TAREFA: Reproduza o trecho do estudo sobre a parasha Behar começando em "CENTRO CRISTÃO DE" e seguindo até "(Rashi, Lv 25,1).", e substitua "Monte Sinai" por "Monte Horebe".

TRECHO DA FONTE:
+ + + + +

1 Parasha Behar Na Montanha Lv25 1 262


CENTRO CRISTÃO DE ESTUDOS JUDAICOS

Estudo Parasha da Semana - Behar – Na Montanha – Lv 25,1 – 26,2

– Cristãos estudando as fontes judaicas –

STEINSALTZ, Rabbi Adin. Talks on the Parasha. Israel: Shefa Maggid Books, 2015, p. 260-268. .

 

SHEMITTA

No começo da parasha, Rashi trabalha com a famosa questão, “O que Shemitta tem a ver com o Monte Sinai? Não foram todas as mitzvot (preceitos) dados no Monte Sinai? (Rashi, Lv 25,1).

A resposta que ele dá é muito surpreendente e não inteiramente suficiente: “Apenas quando as leis de Shemitta foram reveladas no Sinai com todos os seus princípios gerais e detalhes, então todos os outros preceitos foram revelados no Sinai com todos os seus princípios gerais e detalhes”.

+ + + + +

[Entradas salvas]
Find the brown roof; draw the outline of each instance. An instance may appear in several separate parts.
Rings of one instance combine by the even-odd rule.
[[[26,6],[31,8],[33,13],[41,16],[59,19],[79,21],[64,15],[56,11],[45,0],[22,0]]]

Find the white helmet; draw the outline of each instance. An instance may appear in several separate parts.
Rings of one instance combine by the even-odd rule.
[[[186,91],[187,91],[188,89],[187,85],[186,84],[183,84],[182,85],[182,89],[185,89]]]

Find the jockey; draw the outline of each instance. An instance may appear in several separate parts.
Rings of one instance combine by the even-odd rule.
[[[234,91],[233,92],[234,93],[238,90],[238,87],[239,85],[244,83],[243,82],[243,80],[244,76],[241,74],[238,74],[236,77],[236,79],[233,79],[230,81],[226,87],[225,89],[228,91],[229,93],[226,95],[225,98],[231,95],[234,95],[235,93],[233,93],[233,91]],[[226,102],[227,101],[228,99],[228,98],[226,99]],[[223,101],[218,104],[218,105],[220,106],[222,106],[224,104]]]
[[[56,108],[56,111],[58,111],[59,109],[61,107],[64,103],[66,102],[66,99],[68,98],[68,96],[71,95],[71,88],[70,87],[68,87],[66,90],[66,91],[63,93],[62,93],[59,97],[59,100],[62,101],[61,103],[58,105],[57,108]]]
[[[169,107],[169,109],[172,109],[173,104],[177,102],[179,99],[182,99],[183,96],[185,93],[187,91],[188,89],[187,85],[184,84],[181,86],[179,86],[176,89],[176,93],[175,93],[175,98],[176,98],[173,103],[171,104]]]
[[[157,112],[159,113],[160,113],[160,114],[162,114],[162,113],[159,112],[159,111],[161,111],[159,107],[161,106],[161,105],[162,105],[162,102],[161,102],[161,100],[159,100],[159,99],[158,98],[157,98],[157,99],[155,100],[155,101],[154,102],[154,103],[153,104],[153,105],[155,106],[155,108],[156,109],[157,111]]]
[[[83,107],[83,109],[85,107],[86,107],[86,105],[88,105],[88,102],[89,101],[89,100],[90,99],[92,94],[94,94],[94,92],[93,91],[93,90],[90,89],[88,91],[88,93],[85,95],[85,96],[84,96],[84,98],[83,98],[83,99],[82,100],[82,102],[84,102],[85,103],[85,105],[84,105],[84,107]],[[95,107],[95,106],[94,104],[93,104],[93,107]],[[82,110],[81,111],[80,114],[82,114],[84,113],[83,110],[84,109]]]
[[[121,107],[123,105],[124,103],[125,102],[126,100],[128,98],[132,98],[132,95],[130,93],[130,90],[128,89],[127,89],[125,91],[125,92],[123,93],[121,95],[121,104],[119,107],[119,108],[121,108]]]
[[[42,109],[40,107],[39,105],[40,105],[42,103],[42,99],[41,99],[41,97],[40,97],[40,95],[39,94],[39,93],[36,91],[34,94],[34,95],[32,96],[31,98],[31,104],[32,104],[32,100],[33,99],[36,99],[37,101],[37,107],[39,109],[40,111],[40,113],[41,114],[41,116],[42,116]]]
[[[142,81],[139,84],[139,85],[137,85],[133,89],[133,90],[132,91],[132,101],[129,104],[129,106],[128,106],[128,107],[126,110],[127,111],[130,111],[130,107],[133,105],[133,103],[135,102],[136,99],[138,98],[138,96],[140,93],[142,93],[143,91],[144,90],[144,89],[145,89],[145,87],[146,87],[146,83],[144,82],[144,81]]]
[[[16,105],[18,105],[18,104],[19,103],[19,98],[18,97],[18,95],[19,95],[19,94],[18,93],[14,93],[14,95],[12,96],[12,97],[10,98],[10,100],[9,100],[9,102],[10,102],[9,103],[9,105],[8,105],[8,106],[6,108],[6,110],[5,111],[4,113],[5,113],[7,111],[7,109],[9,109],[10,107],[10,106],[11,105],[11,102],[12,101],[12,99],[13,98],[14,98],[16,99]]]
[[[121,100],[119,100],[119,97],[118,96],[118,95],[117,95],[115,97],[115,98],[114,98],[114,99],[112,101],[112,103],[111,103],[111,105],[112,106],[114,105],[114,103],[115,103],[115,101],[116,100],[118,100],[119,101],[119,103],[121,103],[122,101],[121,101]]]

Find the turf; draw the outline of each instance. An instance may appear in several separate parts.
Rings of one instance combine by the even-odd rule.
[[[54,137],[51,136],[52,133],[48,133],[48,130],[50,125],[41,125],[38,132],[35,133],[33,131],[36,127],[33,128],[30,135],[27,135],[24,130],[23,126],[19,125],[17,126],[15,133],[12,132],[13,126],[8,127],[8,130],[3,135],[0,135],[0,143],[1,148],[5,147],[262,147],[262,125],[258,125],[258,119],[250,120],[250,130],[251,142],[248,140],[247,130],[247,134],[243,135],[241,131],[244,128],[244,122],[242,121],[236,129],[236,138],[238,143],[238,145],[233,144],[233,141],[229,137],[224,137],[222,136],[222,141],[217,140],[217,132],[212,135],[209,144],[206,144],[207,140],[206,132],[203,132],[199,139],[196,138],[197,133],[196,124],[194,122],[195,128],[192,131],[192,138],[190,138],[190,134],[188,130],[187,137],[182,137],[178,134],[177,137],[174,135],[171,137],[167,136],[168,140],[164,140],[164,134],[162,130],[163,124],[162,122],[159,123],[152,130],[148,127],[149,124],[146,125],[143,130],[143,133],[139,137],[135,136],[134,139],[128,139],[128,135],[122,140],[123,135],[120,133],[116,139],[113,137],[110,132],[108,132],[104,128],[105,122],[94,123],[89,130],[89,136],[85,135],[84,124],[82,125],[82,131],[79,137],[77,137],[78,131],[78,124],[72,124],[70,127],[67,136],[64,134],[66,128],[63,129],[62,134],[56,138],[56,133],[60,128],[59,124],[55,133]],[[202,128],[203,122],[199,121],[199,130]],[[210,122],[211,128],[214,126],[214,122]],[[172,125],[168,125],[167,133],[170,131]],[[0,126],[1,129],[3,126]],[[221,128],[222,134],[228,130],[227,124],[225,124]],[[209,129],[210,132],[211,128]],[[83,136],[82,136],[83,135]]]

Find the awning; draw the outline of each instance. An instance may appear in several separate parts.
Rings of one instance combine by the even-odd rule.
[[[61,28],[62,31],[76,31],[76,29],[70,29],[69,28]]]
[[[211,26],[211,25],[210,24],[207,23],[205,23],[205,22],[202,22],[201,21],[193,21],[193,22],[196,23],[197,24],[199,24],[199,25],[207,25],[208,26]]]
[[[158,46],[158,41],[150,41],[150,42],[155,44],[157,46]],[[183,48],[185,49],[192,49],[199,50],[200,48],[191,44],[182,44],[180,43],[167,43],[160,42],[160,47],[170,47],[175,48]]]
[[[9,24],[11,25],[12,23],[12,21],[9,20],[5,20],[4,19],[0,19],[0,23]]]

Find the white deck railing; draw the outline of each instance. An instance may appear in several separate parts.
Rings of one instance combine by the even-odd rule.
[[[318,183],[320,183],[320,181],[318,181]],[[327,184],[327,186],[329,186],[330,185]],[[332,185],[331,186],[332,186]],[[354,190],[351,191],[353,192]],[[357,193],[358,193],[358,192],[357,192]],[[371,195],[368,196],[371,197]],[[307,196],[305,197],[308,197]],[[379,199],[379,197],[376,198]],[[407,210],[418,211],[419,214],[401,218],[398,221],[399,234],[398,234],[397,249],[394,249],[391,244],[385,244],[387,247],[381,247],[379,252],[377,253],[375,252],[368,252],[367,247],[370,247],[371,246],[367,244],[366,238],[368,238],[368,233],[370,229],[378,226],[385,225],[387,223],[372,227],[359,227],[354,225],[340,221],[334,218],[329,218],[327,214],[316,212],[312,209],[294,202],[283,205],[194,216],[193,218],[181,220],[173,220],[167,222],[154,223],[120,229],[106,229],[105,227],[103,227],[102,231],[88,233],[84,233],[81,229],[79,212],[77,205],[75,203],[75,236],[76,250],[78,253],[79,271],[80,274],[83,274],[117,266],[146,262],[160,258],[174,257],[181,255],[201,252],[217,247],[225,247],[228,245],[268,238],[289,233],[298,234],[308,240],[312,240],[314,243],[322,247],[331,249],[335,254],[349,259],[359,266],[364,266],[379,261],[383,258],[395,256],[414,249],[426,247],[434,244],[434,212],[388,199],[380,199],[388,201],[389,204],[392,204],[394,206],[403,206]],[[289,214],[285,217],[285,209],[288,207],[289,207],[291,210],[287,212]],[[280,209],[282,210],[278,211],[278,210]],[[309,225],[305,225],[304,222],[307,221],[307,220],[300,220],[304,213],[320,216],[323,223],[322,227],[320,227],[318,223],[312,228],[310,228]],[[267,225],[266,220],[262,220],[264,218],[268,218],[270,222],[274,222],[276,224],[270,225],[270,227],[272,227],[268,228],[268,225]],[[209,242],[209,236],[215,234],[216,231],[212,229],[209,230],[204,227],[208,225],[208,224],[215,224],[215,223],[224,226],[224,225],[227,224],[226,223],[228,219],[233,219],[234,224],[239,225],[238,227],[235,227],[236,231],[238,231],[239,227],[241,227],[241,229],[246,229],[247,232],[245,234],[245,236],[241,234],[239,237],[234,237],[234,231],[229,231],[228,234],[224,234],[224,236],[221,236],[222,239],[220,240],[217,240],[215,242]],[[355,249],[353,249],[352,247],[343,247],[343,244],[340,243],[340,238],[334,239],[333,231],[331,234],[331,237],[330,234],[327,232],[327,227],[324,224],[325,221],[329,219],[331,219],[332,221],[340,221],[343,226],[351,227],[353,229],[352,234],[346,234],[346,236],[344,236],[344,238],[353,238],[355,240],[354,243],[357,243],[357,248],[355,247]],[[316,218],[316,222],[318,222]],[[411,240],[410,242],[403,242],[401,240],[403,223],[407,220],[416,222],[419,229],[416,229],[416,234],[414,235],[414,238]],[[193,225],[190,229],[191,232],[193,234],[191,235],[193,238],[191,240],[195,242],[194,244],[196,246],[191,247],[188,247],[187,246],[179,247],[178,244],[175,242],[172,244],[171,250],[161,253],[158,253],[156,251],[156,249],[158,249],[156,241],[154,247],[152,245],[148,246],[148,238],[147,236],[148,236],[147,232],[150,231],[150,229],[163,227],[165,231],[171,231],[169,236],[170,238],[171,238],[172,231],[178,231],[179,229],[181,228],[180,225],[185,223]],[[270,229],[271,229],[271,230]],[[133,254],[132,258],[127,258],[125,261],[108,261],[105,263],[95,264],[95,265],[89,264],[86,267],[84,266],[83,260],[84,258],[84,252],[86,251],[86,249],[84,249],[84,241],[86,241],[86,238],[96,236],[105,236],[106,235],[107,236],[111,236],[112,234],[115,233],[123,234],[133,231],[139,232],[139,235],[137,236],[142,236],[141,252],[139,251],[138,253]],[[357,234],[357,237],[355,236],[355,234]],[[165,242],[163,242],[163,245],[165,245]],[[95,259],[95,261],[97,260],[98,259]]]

+ + + + +

RESULTADO DA TAREFA:
CENTRO CRISTÃO DE ESTUDOS JUDAICOS

Estudo Parasha da Semana - Behar – Na Montanha – Lv 25,1 – 26,2

– Cristãos estudando as fontes judaicas –

STEINSALTZ, Rabbi Adin. Talks on the Parasha. Israel: Shefa Maggid Books, 2015, p. 260-268. .

 

SHEMITTA

No começo da parasha, Rashi trabalha com a famosa questão, “O que Shemitta tem a ver com o Monte Horebe? Não foram todas as mitzvot (preceitos) dados no Monte Horebe? (Rashi, Lv 25,1).